[Assigned task A]
In the critique of Mr. C below, set down the portion starting at "As to the problem" and ending at "authority of Scripture." with no changes.
[Assigned task B]
According to the critique of Mr. C below, what can charity ground, and what can it not ground?
[Assigned task C]
Extend the critique of Mr. C below, beginning after its final sentence.

Extract provided: Begin

All three tendencies come to a head in Mr. C’s discussion of homosexuality. Pivotal to the discussion is a second-hand story about some friends of a friend who are said to be sexually active lesbians. Mr. C posits that they are “virtuous” and “committed” Roman Catholics, but of course that massively begs the question. In a footnote he admits that their description as good Catholics “must be complex,” but “ask[s] in the name of charity that their story be accepted in good faith.” This merely compounds the fallacy. Charity can ground an appeal for mercy toward sin, but it cannot ground an appeal not to regard something as sinful.
As to the problem of relativizing Scripture, Mr. C alludes to the orthodox hermeneutical principle that “the more obscure texts should be read in the light of the less obscure” but gives it a decidedly unorthodox meaning. The two “texts” he has in mind are evidently what St. Paul says to the early church in Rome, and what the two lesbians say to his friend’s church in North Carolina. Mr. C would have us understand that when Paul says “no” his meaning is obscure, but when the lesbians say “yes” their meaning is plain. The upshot is that Scripture stands under the authority of what we do, rather than what we do standing under the authority of Scripture.

Extract provided: End
Dataset content: Begin

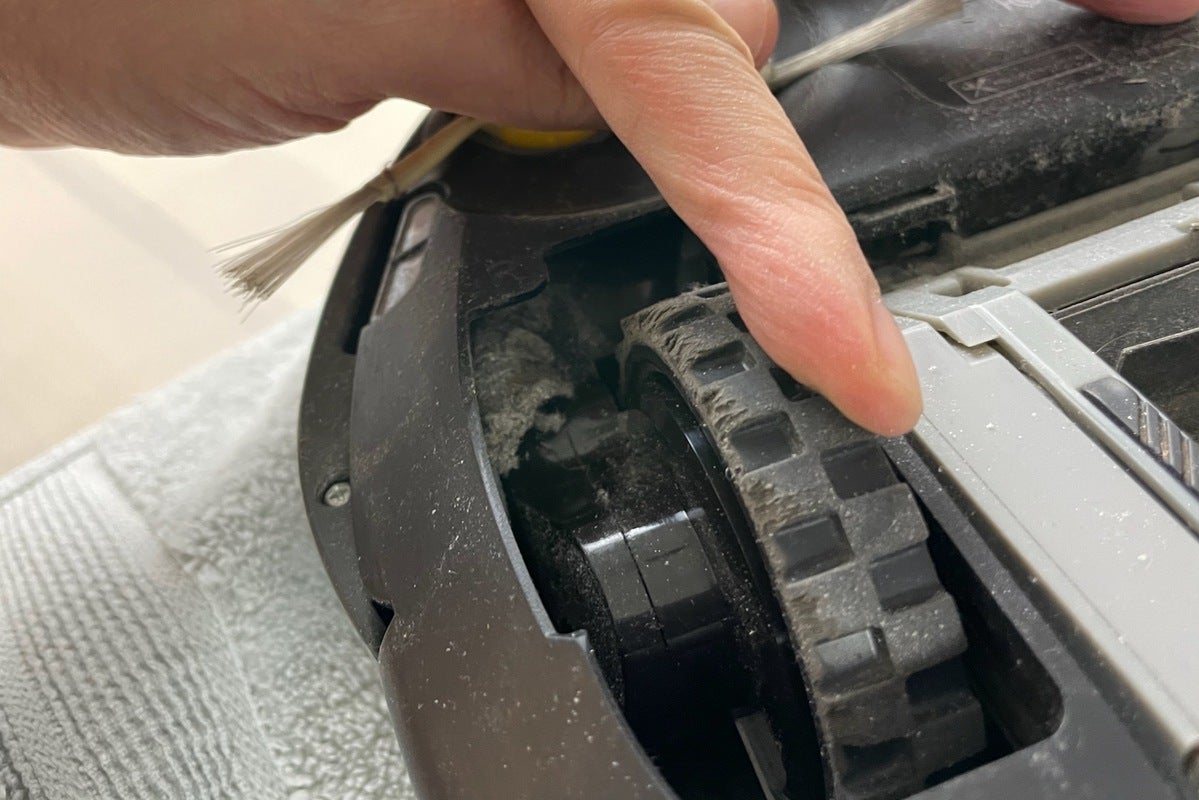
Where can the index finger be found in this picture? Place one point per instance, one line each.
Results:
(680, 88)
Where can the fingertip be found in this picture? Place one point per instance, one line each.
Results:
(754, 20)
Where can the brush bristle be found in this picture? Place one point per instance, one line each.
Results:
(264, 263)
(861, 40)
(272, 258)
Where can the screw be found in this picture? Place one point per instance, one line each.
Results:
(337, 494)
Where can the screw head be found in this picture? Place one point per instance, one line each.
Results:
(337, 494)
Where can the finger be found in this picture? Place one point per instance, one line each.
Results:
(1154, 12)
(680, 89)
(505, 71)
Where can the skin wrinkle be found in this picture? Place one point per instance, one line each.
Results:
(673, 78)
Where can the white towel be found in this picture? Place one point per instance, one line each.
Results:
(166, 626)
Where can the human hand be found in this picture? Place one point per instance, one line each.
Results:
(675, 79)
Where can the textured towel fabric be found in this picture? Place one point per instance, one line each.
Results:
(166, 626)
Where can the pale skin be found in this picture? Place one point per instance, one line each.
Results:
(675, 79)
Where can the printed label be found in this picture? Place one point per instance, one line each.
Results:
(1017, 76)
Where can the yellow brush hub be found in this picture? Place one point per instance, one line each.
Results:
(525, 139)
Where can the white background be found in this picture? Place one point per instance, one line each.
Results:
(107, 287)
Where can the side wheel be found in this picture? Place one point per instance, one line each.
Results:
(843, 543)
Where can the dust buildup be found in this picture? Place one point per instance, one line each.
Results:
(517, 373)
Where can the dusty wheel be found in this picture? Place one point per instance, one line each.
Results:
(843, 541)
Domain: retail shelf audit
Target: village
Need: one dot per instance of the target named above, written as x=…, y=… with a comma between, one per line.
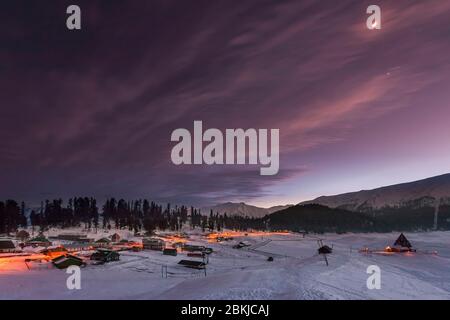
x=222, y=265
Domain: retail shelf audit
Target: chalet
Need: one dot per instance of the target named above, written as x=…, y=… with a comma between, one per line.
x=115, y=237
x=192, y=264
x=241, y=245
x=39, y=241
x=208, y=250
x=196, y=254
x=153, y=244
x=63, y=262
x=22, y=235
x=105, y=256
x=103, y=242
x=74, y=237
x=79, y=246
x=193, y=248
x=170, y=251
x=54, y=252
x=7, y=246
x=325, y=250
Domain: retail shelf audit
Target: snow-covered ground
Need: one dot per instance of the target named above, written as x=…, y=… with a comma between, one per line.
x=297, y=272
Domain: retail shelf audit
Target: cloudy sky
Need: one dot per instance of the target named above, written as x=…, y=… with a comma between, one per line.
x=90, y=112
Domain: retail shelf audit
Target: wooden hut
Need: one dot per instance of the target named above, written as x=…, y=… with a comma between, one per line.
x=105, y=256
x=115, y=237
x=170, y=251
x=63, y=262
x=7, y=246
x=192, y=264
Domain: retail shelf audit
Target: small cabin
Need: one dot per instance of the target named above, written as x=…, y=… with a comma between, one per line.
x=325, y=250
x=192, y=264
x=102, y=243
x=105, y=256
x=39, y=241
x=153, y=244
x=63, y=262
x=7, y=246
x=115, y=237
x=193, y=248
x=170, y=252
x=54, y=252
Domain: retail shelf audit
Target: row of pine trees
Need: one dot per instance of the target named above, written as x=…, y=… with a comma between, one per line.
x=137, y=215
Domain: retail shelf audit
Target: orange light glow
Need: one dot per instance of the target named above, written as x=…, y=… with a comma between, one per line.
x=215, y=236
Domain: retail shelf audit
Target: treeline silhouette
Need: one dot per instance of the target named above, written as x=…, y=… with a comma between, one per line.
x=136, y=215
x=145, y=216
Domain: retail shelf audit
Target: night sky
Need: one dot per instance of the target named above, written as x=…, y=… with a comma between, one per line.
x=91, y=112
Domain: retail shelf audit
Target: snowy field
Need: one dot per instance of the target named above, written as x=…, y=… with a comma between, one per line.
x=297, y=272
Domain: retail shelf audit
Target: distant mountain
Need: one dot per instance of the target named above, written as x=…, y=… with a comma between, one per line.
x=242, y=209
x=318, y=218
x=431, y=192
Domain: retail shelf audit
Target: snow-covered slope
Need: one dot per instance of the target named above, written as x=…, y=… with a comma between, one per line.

Dataset content: End
Dataset content: Begin

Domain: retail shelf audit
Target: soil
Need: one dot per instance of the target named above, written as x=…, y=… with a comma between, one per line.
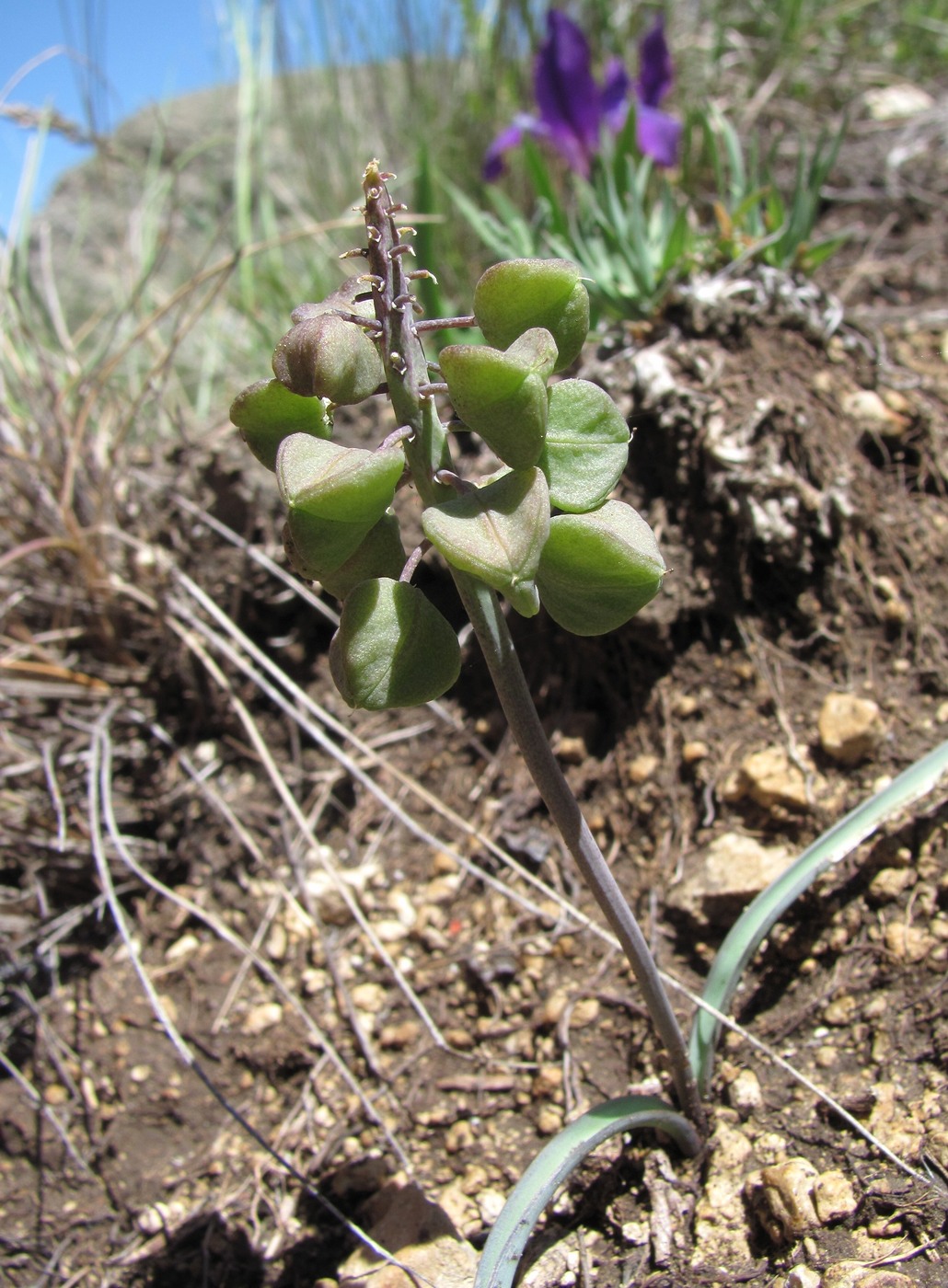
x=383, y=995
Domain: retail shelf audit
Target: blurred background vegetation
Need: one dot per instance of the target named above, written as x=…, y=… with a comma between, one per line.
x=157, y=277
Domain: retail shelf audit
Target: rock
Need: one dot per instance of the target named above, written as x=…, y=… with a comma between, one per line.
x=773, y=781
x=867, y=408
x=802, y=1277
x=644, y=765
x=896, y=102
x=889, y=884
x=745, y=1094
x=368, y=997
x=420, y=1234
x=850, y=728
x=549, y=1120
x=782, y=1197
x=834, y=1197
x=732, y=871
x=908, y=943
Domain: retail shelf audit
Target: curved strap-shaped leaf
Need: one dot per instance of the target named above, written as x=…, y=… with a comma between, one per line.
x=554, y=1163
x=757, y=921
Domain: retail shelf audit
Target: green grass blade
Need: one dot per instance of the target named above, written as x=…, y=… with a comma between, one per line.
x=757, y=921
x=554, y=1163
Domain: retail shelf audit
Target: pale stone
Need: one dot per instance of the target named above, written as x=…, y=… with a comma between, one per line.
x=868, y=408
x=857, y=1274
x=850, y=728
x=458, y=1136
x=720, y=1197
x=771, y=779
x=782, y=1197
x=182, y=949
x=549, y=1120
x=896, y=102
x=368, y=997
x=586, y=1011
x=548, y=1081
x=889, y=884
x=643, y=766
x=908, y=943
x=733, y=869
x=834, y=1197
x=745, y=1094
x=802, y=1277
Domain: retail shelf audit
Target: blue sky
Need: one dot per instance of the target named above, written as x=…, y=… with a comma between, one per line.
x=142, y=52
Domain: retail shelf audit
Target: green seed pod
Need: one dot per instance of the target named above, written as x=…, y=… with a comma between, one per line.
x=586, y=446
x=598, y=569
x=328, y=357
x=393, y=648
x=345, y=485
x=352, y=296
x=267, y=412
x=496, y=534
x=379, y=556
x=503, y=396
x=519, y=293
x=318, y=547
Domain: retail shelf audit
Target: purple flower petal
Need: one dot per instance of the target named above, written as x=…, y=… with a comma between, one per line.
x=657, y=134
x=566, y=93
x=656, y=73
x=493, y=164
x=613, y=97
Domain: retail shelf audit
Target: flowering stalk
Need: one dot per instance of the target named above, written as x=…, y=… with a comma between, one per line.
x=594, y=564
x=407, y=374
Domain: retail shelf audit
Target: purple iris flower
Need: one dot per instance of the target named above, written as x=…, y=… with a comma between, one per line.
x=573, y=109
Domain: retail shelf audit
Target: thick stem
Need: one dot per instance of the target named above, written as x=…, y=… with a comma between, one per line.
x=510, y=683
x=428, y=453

Dataset content: End

[Written response A]
As to the problem of relativizing Scripture, Mr. C alludes to the orthodox hermeneutical principle that “the more obscure texts should be read in the light of the less obscure” but gives it a decidedly unorthodox meaning. The two “texts” he has in mind are evidently what St. Paul says to the early church in Rome, and what the two lesbians say to his friend’s church in North Carolina. Mr. C would have us understand that when Paul says “no” his meaning is obscure, but when the lesbians say “yes” their meaning is plain. The upshot is that Scripture stands under the authority of what we do, rather than what we do standing under the authority of Scripture.

[Written response B]
Charity can ground an appeal for mercy toward sin, but it cannot ground an appeal not to regard something as sinful.

[Written response C]
As to the problem of infinite redescription, Mr. C hopes that we can make “disagreement” less “intractable” by engaging in a “thick description” of the Christian life, its virtues, and the practices which these virtues make intelligible. If he supposes that disagreements over competing thick descriptions will be less intractable than disagreements over whether Paul’s “no” means no, I think he will be disappointed. In the end he does not provide a thick description of homosexual relations anyway, but only a thin analogy, complaining that “I do not see why we cannot view” gay link-ups as something like marriage
The tradition, of course, provides several reasons why. In the first place, conjugal union is achieved through the complementarity of the man and woman, not their sameness––the sexual reinforcement of identicals merely unhinges them. In the second place, conjugal sex cooperates with the fertility of our bodies rather than opposing it. Mr. C completely ignores the former point. The second he sidesteps, on grounds that procreation is merely a special case of the Church’s duty of hospitality to strangers. The best commentary on this point comes from a Christian mother who, upon hearing it, instantly exclaimed, “But babies aren’t strangers!” Just so.
As to the problem of spiritualizing, it is enough to say that only with the greatest reluctance does Mr. C admit that homosexuality has anything to do with sex at all; for precisely this reason he does not even like the term “homosexuality.” Preferring to speak of the practice of marriage as though it were ungendered, he would have us think of husbands and wives as just “friends.” Let’s face it: Not every kind of friendship is improved by being sexualized, and the “friendship” of sexual polar opposites is unique. If Mr. C cannot grasp that point, I would like him to try a “thick description” of what emergency room doctors have to do when they treat homosexuals for doing things that manifestly violate their bodily design. He might also read the footnote in which Messrs. A and B compliment Pamela Hall for her insight that, in the narrative of Scripture, Thomas Aquinas finds “a history of what happens to human beings when they thwart the teleology of their natures.”
The best thing that could happen would be for Messrs. A and B to get together and convert Mr. C. I don’t know what would happen in the story next, but I think it might be spectacular.
J. Budziszewski is Associate Professor of Government and Philosophy at the University of Texas at Austin and author of The Revenge of Conscience: Politics and the Fall of Man (Spence).